Reproduce the records that follow without any change, starting at the line that contains "Objective: one point per instance of the dark stadium" and stopping after their final line.

◆ **DATA SUPPLIED**
────────

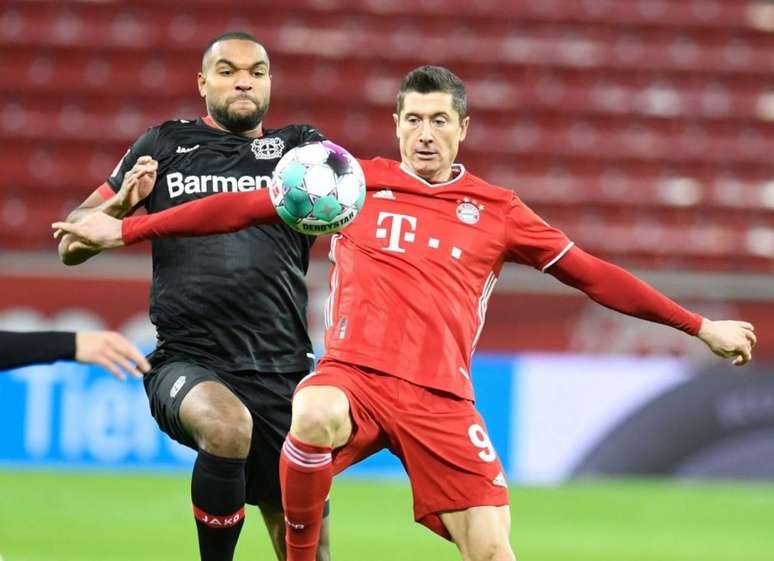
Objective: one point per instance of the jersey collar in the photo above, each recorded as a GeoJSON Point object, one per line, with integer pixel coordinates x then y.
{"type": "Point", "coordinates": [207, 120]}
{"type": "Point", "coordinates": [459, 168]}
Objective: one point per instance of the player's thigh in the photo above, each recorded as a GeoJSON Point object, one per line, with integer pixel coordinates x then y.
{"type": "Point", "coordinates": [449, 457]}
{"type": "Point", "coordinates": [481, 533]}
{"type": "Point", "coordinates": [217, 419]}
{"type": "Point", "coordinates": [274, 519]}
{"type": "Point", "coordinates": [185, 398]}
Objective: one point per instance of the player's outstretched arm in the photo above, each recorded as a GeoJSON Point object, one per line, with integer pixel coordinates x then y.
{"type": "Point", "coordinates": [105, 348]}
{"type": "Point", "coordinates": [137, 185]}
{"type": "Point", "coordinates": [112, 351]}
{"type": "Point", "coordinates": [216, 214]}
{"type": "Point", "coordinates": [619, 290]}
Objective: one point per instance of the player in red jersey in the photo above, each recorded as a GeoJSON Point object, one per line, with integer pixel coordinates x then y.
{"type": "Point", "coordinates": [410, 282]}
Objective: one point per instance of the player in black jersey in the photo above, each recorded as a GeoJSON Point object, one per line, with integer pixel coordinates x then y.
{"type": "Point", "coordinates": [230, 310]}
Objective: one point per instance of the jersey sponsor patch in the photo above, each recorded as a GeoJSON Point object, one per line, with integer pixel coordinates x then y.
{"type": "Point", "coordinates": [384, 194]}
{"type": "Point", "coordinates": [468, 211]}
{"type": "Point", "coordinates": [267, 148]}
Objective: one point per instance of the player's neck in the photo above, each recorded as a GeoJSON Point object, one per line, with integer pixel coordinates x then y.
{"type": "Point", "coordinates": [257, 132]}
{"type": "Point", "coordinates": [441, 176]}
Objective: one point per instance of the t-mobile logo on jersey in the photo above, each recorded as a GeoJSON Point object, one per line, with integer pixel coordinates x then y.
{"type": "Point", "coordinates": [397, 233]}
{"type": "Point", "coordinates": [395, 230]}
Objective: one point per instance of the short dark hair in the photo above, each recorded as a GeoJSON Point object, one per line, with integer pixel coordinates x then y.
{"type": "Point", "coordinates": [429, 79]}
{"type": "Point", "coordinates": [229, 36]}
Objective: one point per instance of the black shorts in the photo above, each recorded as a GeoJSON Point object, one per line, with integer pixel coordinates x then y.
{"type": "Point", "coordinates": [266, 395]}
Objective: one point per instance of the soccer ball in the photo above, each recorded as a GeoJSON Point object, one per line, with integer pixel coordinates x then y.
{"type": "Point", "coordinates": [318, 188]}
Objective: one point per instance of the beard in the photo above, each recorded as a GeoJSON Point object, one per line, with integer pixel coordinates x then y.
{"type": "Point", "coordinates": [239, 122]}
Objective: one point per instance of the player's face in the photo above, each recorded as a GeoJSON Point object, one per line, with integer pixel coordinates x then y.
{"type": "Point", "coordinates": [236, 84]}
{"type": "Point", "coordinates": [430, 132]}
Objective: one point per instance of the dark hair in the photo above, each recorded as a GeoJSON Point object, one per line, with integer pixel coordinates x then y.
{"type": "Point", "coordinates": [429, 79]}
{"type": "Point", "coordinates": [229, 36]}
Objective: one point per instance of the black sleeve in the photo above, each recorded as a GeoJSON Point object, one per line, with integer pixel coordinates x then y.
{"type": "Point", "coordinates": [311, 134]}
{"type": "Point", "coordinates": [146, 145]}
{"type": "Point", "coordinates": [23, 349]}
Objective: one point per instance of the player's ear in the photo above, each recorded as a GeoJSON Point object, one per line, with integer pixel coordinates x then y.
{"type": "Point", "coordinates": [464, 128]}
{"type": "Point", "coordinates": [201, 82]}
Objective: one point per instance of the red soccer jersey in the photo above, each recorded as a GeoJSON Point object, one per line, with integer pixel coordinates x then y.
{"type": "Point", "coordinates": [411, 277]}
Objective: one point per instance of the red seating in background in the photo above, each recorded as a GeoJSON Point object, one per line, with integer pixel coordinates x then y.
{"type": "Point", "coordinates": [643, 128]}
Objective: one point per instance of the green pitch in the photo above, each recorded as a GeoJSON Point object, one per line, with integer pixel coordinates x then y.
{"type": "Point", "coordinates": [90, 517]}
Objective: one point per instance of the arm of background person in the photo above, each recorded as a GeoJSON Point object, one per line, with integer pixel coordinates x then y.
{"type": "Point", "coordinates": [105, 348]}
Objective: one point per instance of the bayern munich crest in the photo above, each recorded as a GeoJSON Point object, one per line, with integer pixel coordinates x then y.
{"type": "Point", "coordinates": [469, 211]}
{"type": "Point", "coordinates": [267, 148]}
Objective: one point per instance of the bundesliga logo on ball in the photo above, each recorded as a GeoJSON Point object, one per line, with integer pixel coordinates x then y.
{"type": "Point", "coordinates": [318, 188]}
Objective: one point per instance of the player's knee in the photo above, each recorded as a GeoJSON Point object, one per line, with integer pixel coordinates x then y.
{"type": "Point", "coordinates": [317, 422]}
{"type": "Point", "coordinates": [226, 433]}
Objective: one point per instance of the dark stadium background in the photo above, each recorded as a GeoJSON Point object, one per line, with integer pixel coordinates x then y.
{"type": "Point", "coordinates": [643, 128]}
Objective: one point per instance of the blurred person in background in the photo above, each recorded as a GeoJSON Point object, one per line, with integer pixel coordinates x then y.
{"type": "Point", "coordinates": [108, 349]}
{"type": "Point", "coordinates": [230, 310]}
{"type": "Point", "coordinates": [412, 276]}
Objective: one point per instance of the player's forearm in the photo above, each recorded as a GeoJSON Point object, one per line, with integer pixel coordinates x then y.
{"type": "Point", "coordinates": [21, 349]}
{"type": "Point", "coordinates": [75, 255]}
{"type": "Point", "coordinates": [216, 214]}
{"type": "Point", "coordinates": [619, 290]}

────────

◆ **TASK OUTPUT**
Objective: one point per instance of the dark stadium background in the photo above, each recorded as a GeoJSON Point object, one per line, with integer pixel coordinates x then y.
{"type": "Point", "coordinates": [643, 128]}
Objective: one point per instance of the blurred person in background in the photo above, each recorded as a GeoJSON Point object, one per line, with integer pixel coordinates x then y.
{"type": "Point", "coordinates": [108, 349]}
{"type": "Point", "coordinates": [230, 310]}
{"type": "Point", "coordinates": [412, 276]}
Objective: one point per instance of the player's forearm in the photo above, each recorded as a GeoJSON Point object, one per line, with integer pixel coordinates x then y.
{"type": "Point", "coordinates": [21, 349]}
{"type": "Point", "coordinates": [75, 255]}
{"type": "Point", "coordinates": [216, 214]}
{"type": "Point", "coordinates": [619, 290]}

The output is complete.